* Your task *
Turn all the lines below into a numbered list, skipping blank lines and leaving out the pictures.

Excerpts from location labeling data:
(begin)
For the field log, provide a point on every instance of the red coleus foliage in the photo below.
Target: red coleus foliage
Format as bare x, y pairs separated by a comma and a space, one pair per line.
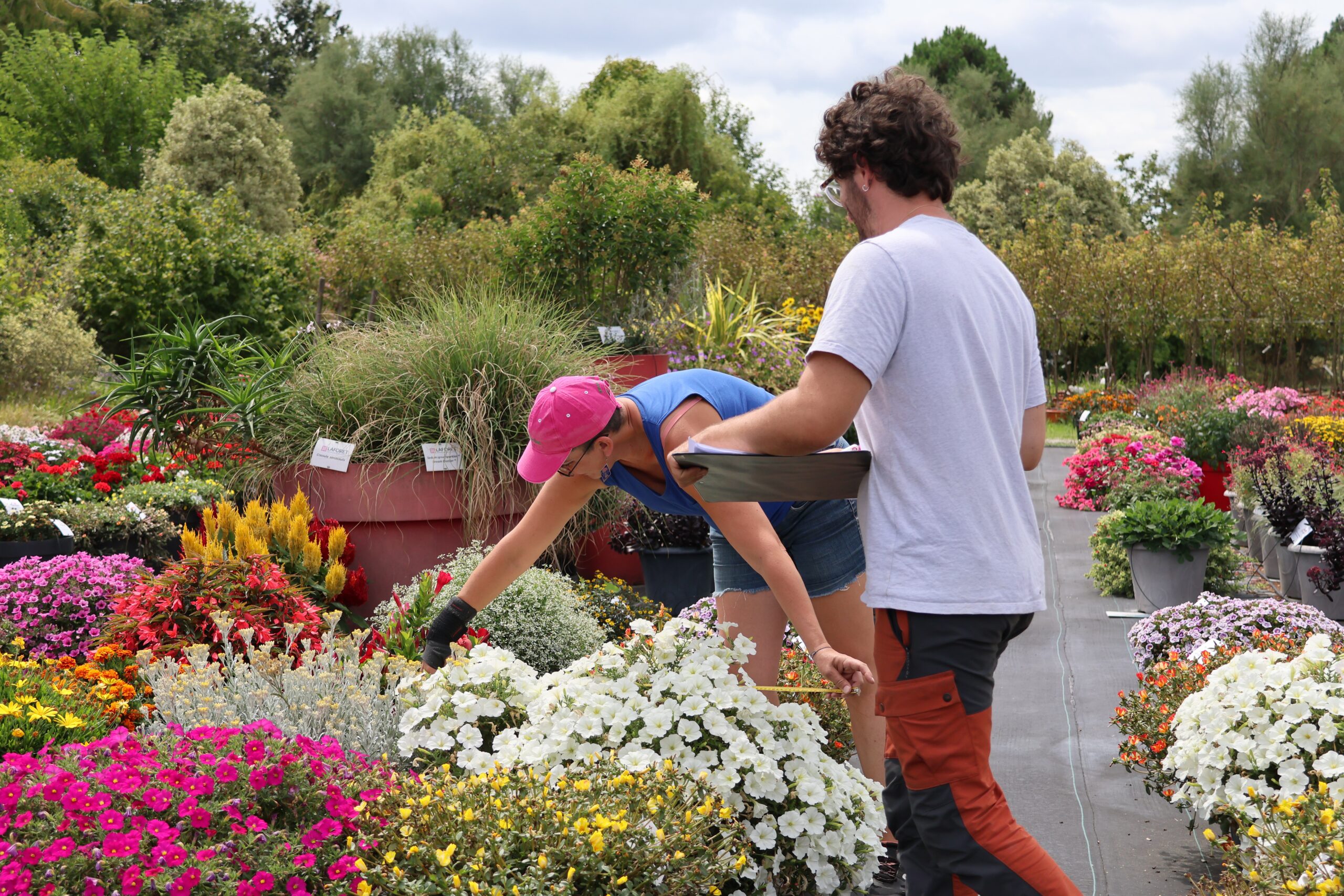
172, 610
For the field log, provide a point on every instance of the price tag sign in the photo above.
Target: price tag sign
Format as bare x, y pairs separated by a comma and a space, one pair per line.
443, 456
331, 455
1300, 532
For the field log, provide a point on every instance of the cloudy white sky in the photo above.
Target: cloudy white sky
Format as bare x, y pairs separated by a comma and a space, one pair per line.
1108, 70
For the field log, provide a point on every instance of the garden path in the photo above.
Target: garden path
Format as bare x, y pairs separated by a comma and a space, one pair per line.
1057, 688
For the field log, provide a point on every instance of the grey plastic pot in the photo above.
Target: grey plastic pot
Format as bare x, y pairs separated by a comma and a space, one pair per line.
1332, 604
1288, 583
1163, 581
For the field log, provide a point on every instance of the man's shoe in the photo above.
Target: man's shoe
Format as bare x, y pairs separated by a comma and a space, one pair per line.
889, 880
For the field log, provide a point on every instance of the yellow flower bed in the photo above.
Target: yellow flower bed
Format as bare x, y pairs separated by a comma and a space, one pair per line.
518, 833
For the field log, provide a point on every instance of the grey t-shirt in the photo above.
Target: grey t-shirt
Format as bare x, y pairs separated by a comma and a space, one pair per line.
948, 340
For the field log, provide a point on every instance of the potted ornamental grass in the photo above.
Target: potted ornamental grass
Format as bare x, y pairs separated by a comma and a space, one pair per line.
1168, 546
674, 553
457, 367
33, 531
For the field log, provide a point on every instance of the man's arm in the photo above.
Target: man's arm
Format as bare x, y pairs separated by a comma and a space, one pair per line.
1033, 437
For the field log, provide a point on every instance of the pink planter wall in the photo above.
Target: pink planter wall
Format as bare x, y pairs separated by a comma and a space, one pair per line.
400, 516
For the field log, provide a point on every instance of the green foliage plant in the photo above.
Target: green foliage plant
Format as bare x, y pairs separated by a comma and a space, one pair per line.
88, 99
147, 257
226, 138
1175, 525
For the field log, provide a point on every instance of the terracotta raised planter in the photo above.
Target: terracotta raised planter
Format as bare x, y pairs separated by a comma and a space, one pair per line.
400, 516
1213, 487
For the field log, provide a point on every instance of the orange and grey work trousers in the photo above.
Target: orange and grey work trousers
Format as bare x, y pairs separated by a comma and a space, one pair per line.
(end)
* Solved problem *
1. For the field log, provide a point on every instance of the red coleus foliage in the photo below.
2. Target: red coleus foliage
3. Format as bare x, y pairs separated by a comma and a space, one pair per line.
4. 172, 610
5. For the field log, provide a point on every instance of the price tag sign in the photo above.
6. Target: price tag sign
7. Format as bare x, y pairs separated by a comma and a space, one pair per line.
8. 443, 456
9. 331, 455
10. 1300, 532
11. For the field log, provide a point on every instance of the cloudy white sky in the photo above.
12. Target: cloudy white sky
13. Format as bare x, y pairs separated by a comma and a space, one pair per line.
14. 1108, 70
15. For the field log, provide a point on every instance of the garden path in the photo above.
16. Target: garden path
17. Format as bare x, y pairs separated by a comma and a space, one pair per line.
18. 1057, 688
19. For the field log, provide a point on every instance of the grey plastic pot in the photo above.
20. Target: grey plastic pot
21. Format as bare x, y pairs separated by a comma and a space, one pair per line.
22. 1332, 604
23. 1288, 583
24. 1163, 581
25. For the field log, provide a point on every instance of the man's shoe in the photo above.
26. Target: man's shoe
27. Format as bare x, y pairs separated by a comma and a space, one pair per line.
28. 889, 880
29. For the field log, provide a point on every instance of the yellow flower bed in the photo above.
30. Target: yellow flower bed
31. Format as bare x, y pairs separated by a comma and a space, one pair per line.
32. 518, 833
33. For the field log, provide a point on every instance of the grey t-shirt in the photo above.
34. Target: grey t-shirt
35. Format as bare x, y pairs separated by a comma and a space, one pair per line.
36. 948, 340
37. For the field log, provide a point on every instance of the potted ornamental grass in the photo above.
38. Target: potted ornamental grass
39. Format as bare x, y pairs separated by a comma and a space, one pair per line.
40. 1168, 546
41. 674, 553
42. 457, 367
43. 33, 531
44. For the field log, provide a point on every instance of the man's arm in the photo above.
45. Target: man's arm
46. Format as bare x, y pairs separated by a comma and a space, one pair per line.
47. 1033, 437
48. For the field log, provide a point on every instance of the pink planter wall in the photo above.
49. Target: pink planter wall
50. Format as bare x, y pairs separated by a comma and a space, one pair per line.
51. 400, 516
52. For the field log, provide a point on every instance of the green foliage plant in the photo above.
53. Target: green foliage plant
54. Format as bare x, y pairs separated by a comma and a space, one pair per line.
55. 88, 99
56. 147, 257
57. 226, 138
58. 1175, 525
59. For the field log, provide a point on every instance of the terracotta raised planter in the photo above.
60. Target: terracotta raised planter
61. Format as bare x, y pairs separated by a comma and a space, one pair per line.
62. 400, 516
63. 1213, 487
64. For the field log, provide a point on every instance of the orange and grey work trousers in the photo above.
65. Target: orange and grey work trousers
66. Format as bare x, y pairs separated by a comma and a space, one pair per line.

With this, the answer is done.